_EXERCISE GOAL_
Working from the line that contains "Point out the avocado" down to the last line below, repeat each line exactly.

###

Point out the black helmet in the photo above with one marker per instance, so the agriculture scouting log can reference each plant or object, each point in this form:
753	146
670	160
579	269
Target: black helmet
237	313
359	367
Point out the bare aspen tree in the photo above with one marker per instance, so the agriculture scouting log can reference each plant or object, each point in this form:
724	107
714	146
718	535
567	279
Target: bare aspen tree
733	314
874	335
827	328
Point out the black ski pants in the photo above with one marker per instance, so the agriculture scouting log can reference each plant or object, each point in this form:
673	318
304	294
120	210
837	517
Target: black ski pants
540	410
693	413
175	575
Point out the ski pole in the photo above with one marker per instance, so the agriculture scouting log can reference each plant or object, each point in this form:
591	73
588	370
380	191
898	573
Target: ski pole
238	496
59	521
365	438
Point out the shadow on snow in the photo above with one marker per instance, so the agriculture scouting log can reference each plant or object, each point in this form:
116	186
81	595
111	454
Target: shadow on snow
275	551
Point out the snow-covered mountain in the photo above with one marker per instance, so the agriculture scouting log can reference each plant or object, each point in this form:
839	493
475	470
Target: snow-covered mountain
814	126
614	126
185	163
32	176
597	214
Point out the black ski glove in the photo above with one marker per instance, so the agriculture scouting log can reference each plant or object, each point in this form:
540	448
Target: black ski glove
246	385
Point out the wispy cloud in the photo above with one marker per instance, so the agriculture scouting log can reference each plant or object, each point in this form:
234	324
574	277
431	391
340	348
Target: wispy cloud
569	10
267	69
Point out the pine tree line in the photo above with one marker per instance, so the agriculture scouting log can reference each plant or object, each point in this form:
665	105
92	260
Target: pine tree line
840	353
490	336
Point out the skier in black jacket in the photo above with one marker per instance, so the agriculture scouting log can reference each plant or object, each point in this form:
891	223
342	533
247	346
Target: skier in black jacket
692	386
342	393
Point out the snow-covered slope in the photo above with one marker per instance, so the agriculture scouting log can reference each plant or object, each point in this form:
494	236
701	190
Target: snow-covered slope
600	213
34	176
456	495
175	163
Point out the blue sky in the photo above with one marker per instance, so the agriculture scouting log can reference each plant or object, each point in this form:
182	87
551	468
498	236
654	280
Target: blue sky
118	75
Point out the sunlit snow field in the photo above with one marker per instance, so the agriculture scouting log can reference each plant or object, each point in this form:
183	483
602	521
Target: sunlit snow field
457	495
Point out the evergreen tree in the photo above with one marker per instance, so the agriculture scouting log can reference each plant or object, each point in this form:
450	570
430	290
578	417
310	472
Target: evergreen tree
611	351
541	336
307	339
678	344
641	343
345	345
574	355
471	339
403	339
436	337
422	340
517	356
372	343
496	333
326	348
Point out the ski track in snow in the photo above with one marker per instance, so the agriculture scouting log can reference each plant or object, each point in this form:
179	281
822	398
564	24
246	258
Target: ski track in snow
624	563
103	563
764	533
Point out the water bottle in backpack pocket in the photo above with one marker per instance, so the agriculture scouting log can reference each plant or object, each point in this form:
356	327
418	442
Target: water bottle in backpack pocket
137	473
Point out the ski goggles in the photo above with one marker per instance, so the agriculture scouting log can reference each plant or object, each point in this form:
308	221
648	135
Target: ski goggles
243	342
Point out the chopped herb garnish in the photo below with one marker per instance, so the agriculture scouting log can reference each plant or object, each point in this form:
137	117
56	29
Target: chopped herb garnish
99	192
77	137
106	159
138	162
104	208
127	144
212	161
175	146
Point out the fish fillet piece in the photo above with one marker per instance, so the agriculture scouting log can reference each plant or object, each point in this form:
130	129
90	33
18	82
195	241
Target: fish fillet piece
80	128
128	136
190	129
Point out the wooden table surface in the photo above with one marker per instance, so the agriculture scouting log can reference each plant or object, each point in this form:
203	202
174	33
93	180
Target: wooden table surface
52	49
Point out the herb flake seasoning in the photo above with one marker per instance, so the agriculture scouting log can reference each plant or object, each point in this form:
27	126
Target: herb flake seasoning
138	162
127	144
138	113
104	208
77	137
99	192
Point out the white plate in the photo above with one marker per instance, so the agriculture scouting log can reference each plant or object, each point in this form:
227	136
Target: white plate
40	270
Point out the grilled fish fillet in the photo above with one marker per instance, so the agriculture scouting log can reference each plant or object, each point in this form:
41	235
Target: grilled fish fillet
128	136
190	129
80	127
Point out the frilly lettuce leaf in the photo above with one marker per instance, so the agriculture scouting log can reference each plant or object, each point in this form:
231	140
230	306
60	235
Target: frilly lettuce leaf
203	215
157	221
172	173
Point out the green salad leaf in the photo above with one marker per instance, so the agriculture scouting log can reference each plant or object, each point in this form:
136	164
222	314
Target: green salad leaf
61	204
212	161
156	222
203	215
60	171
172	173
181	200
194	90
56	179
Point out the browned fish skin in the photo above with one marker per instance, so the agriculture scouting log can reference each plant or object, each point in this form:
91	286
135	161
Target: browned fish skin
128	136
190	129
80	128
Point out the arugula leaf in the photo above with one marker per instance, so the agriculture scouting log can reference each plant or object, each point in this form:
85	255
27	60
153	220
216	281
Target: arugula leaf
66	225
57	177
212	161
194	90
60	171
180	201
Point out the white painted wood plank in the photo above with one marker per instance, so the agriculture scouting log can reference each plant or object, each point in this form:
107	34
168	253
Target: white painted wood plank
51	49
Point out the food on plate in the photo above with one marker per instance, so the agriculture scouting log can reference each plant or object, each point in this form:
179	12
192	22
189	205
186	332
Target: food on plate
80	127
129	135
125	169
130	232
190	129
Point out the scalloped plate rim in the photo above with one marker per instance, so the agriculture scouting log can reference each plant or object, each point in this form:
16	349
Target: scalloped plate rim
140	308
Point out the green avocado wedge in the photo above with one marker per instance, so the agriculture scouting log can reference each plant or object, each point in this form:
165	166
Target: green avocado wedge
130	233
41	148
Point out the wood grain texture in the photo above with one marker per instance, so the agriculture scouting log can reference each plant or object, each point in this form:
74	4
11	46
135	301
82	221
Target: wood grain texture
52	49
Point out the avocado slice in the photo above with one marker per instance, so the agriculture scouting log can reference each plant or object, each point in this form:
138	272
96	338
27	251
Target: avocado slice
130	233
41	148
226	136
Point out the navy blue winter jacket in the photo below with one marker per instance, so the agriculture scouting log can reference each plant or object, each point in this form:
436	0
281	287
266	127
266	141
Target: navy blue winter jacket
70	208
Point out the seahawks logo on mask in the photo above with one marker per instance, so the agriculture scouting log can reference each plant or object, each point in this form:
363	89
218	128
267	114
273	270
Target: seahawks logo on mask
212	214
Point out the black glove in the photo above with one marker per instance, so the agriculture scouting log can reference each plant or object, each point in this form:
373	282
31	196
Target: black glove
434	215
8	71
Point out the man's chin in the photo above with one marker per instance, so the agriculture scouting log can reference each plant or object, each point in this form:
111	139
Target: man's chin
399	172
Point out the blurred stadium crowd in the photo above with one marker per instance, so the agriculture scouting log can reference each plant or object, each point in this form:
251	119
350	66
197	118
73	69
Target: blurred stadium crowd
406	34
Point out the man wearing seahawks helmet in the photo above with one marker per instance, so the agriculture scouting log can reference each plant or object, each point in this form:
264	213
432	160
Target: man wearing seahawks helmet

###

_ANSWER_
Point out the avocado slice in the photo above with one marker per instance, so the agriculture scouting log can reference each plant or object, each point in this form:
138	272
96	338
27	251
Target: avocado slice
130	233
41	148
226	136
Point out the navy blue winter jacket in the photo below with one marker per instance, so the agriculture scouting log can reference each plant or object, each point in this form:
436	0
281	287
266	127
266	141
Target: navy blue winter jacket
70	208
Point out the seahawks logo on mask in the photo above with one marker per instance, so the agriculture scouting log can reference each plant or object, each point in this form:
363	89
218	128
267	114
273	270
Target: seahawks logo on mask
212	214
Point out the black glove in the photo above with one marker per instance, so the agriculture scouting log can reference each plant or object, each point in this form:
373	282
31	196
Target: black glove
434	215
8	71
Point out the man's chin in the photo above with one marker per instance, so the agriculture scouting log can reference each plant or object, each point in this form:
111	139
Target: man's chin
399	172
Point out the blurred stadium crowd in the photo above with one marker per instance, so the agriculture scouting log can reference each plant or object, each point in this form:
251	119
350	66
197	118
73	69
Target: blurred stadium crowd
406	34
Point out the man wearing seahawks helmet in the photo above with one marker per instance, so the agriculture scouting log can reference each plant or object, each point in this form:
264	213
432	160
Target: man wearing seahawks helmet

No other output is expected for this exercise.